[Written exercise A]: In the lesson plan on the poem "Eclipse Season," on what date does the upcoming solar eclipse fall?
[Written exercise B]: Please extend the lesson plan on the poem "Eclipse Season," picking up after its final activity, not the data.

[Page excerpt]:
────────────────────

Watch this video about solar eclipses.

Classroom Activities

The following activities and questions are designed to help your students use their noticing skills to move through the poem and develop their thinking skills so they understand its meaning with confidence, using what they’ve noticed as evidence for their interpretations. Read more about the framework upon which these activities are based.

  1. Warm-up: (Teachers, prior to this lesson, you may want to partner with a science teacher and/or teach some of these mini-lessons.) Watch this video about solar eclipses. After watching, share something that you learned or found interesting.

  2. Before Reading the Poem: Find out more about the upcoming solar eclipse on April 8, 2024. Share with a partner or small group: did you learn anything else about solar eclipses? 

  3. Reading the Poem: Silently read “Eclipse Season” by Tracy Fuad. What do you notice about the poem? Note any words or phrases that stand out to you or any questions you might have. 

  4. Listening to the Poem: Enlist two volunteers and listen as the poem is read aloud twice, and write down any additional words and phrases that stand out to you. Or, you can opt to listen to the poet read the poem

  5. Small Group Discussion: Share what you noticed about the poem with a small group. How does the poem connect to the resource and discussion from the beginning of class? What does this poem say about heartbreak, nature, and/or eclipses? What might an eclipse season represent? 

  6. Whole Class Discussion: Read the definition of pantoum. How does this inform your reading of the poem? Where do you see repetition in the poem? What do you make of the repetition? 

  7. Extension for Grades 7-8: If you are able to safely watch the eclipse, watch with a friend, classmate, or family member. Be sure that you use safety glasses, which you can find out more about here. Or, watch a video of the solar eclipse. Write a line inspired by what you saw. Join with a partner or small group and use your lines to try composing a pantoum. Share your poem with a classmate.

────────────────────

[Recorded data]:
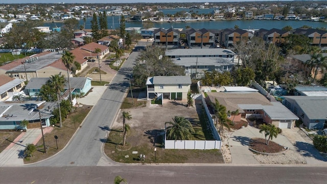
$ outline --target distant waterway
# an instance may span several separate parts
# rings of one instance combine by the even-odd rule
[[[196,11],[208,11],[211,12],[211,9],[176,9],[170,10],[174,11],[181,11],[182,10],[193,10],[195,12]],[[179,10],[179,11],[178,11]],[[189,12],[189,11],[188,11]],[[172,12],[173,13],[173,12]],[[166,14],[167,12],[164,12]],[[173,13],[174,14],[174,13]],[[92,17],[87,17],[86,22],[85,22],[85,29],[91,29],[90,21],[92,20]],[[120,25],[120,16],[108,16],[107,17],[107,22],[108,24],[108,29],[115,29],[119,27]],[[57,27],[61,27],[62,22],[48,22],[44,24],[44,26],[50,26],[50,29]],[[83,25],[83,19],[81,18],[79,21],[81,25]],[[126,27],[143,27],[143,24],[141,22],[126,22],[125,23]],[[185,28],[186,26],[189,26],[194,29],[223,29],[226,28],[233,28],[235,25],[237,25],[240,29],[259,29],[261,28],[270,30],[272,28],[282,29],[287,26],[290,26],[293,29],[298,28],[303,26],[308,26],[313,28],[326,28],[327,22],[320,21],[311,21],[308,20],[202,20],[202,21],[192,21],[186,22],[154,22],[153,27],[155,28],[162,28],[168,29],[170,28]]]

────────────────────

[Task result A]: April 8, 2024.

[Task result B]:
  8. Extension for Grades 9-12: Read the “About this Poem” statement: “I wrote this poem thinking about received forms, poetic and otherwise, and the garbling effect that happens in the game of ‘telephone,’ in translation, and in the inheritance of language, tradition, or culture. I had just witnessed the 2017 total solar eclipse and was moved by the sight of an astronomical event that occurred on a fixed schedule, without permutation, with or without witness, long predating human history, and certainly outlasting us: so immutable compared to the loud human disarray of failed communications, failed relationships, failed states. And how still, the pain of heartbreak always eclipses all of that.” What is your response to what the poet refers to as “failed communications, failed relationships, [and] failed states”? Or, what might an eclipse season mean to you? Write your response and share with the class.

     

Teach This Poem was developed for in-person classrooms, but it can be easily adapted for remote learning and hybrid learning models. Please see our list of suggestions for how to adapt this lesson for remote or blended learning. 

More Context for Teachers

Use our glossary of poetic termslesson planspoems for kids, or other teacher resources to bring poetry into your classroom this National Poetry Month.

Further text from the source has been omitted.